* **抜粋本文**
□ □ □

黄色いオーニングの古びれ具合もフレンチらしからぬ雰囲気を醸し出しています。
オーニングをくぐっても直ぐに店の出入り口があるわけでなく、地下に延びる階段脇をすり抜けた奥がこの店の入り口。
普段はあまり訪問の機会がないフレンチ。
ポツポツとフレンチを訪問するに従って、フレンチの魅力に少しずつ目覚めつつあるような気もします。
いつも手配してくれるマイレビュアー様には感謝しないといけません。
ちなみに今回は一人12,000円のコースとスペシャリテを予約いただきました。
年季の入った建物の奥に進むと、そこにはまるで洋食屋かと思うような店内。
飾り気のない椅子やテーブル、部屋の片隅に積まれた食器類が並んでいます。
ホールスタッフは若いながらにこやかに説明してくれます。
当然ドレスコードなどあるはずもなく、金額の制約はあるにせよ万人が分け隔てなくフレンチを楽しめるわけです。

□ □ □

* **作業内容**
1 - 本文から、「黄色いオーニングの古びれ具合もフレンチらしからぬ雰囲気を醸し出しています。」を含む語句で始まり「めつつあるような気もします。」で終わる部分を、一字も変えずに抜き出すこと。
2 - 記録のうち、「Target: house window」を含む行から記録の末尾までの部分について、「lighted」を「illuminated」に置き換え、ほかは変えずにその部分だけを書き出すこと。
本文と記録は互いに関係のない別々の資料だ。

□ □ □

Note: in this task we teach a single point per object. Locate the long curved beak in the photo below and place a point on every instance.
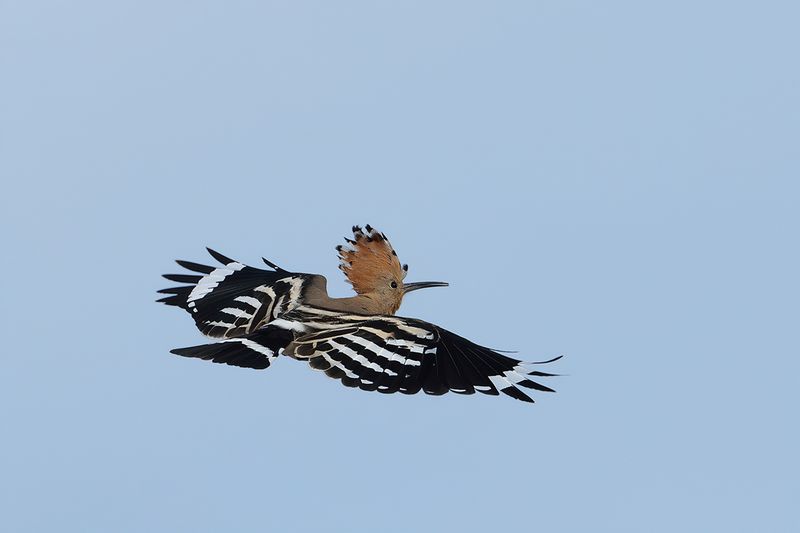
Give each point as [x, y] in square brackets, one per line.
[408, 287]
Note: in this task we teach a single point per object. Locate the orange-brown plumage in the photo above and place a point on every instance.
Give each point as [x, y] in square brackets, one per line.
[370, 263]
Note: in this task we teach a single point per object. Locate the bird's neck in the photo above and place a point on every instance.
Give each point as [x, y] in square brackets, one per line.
[366, 304]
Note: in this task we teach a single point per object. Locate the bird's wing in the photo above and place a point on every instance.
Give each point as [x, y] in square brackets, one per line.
[256, 350]
[234, 300]
[395, 354]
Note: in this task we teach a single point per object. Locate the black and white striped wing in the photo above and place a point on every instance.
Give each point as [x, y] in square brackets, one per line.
[234, 299]
[393, 354]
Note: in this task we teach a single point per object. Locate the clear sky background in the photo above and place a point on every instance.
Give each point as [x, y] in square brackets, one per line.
[612, 181]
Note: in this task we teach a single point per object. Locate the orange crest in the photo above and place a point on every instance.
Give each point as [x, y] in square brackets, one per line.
[369, 260]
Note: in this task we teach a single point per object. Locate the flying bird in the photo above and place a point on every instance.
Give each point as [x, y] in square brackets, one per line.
[257, 314]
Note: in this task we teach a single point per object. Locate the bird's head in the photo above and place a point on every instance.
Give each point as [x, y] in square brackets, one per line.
[371, 266]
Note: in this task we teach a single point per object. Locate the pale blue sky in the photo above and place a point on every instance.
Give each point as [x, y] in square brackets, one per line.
[611, 181]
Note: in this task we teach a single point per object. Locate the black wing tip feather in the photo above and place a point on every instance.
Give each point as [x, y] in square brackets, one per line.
[219, 257]
[195, 267]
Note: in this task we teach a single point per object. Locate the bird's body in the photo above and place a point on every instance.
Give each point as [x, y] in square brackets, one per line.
[257, 314]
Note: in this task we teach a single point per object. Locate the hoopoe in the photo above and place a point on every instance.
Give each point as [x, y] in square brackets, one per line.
[258, 314]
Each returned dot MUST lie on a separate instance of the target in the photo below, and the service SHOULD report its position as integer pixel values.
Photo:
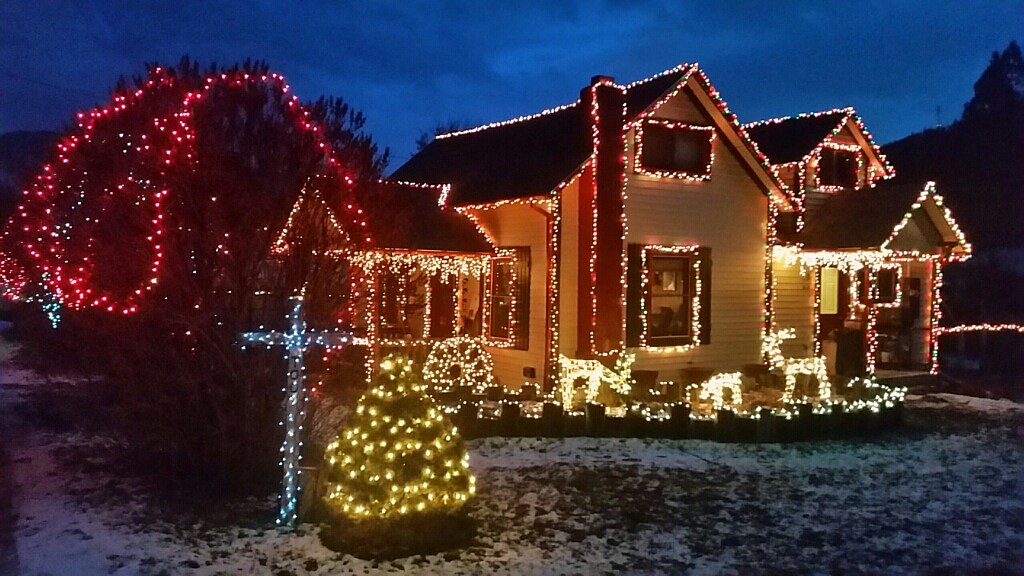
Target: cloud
(412, 65)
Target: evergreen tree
(398, 454)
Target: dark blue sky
(411, 65)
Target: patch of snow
(901, 503)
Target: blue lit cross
(296, 340)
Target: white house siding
(794, 306)
(726, 213)
(516, 225)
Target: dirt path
(8, 549)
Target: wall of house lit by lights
(724, 210)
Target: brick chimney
(601, 220)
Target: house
(643, 218)
(857, 265)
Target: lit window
(501, 298)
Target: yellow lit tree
(398, 454)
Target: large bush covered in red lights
(150, 231)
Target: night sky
(414, 64)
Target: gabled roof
(512, 160)
(790, 139)
(868, 218)
(409, 217)
(531, 156)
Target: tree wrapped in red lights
(153, 227)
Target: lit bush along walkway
(942, 498)
(803, 422)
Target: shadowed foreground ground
(944, 496)
(8, 548)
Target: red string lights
(51, 244)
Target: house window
(838, 168)
(668, 296)
(670, 317)
(508, 299)
(673, 150)
(501, 298)
(828, 302)
(886, 286)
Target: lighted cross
(296, 340)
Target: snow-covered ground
(946, 492)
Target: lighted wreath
(461, 361)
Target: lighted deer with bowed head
(794, 367)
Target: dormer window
(666, 149)
(839, 168)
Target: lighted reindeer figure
(793, 367)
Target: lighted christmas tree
(398, 454)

□ □ □

* **各作業の回答**
1 -
黄色いオーニングの古びれ具合もフレンチらしからぬ雰囲気を醸し出しています。
オーニングをくぐっても直ぐに店の出入り口があるわけでなく、地下に延びる階段脇をすり抜けた奥がこの店の入り口。
普段はあまり訪問の機会がないフレンチ。
ポツポツとフレンチを訪問するに従って、フレンチの魅力に少しずつ目覚めつつあるような気もします。

2 -
Target: house window
(838, 168)
(668, 296)
(670, 317)
(508, 299)
(673, 150)
(501, 298)
(828, 302)
(886, 286)
Target: illuminated cross
(296, 340)
Target: snow-covered ground
(946, 492)
Target: illuminated wreath
(461, 361)
Target: illuminated deer with bowed head
(794, 367)
Target: dormer window
(666, 149)
(839, 168)
Target: illuminated reindeer figure
(793, 367)
Target: illuminated christmas tree
(398, 454)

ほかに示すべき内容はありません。